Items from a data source
- - -
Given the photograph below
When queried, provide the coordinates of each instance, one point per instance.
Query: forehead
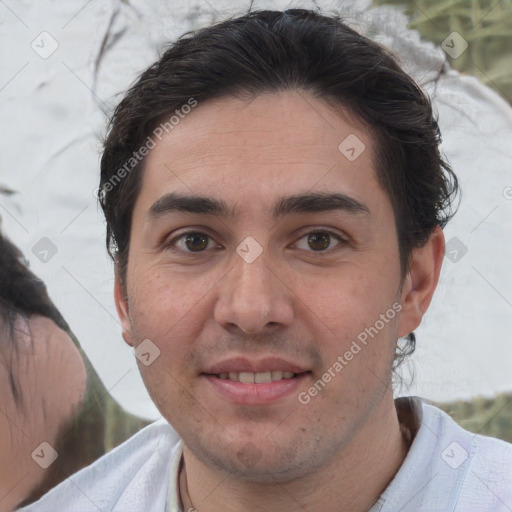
(248, 152)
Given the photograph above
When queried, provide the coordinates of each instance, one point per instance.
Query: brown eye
(319, 241)
(195, 242)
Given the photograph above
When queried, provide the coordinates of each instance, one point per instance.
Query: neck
(353, 480)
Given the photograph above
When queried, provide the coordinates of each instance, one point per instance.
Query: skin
- - -
Required action — All of the entries above need to be repeated exactly, minus the pictures.

Completed task —
Given the photograph below
When queried, provide the coordinates of each instance, one point per instance.
Query: forehead
(248, 152)
Given the photograph above
When queried, provide the coordinates of each instance, one point per instance.
Query: brown eye
(319, 241)
(195, 242)
Given the photograph above
When queried, provide the coordinates of each instance, one point per instance.
Query: neck
(353, 480)
Given the photograph above
When queried, provide the coordinates of each instance, one point per instance.
Query: skin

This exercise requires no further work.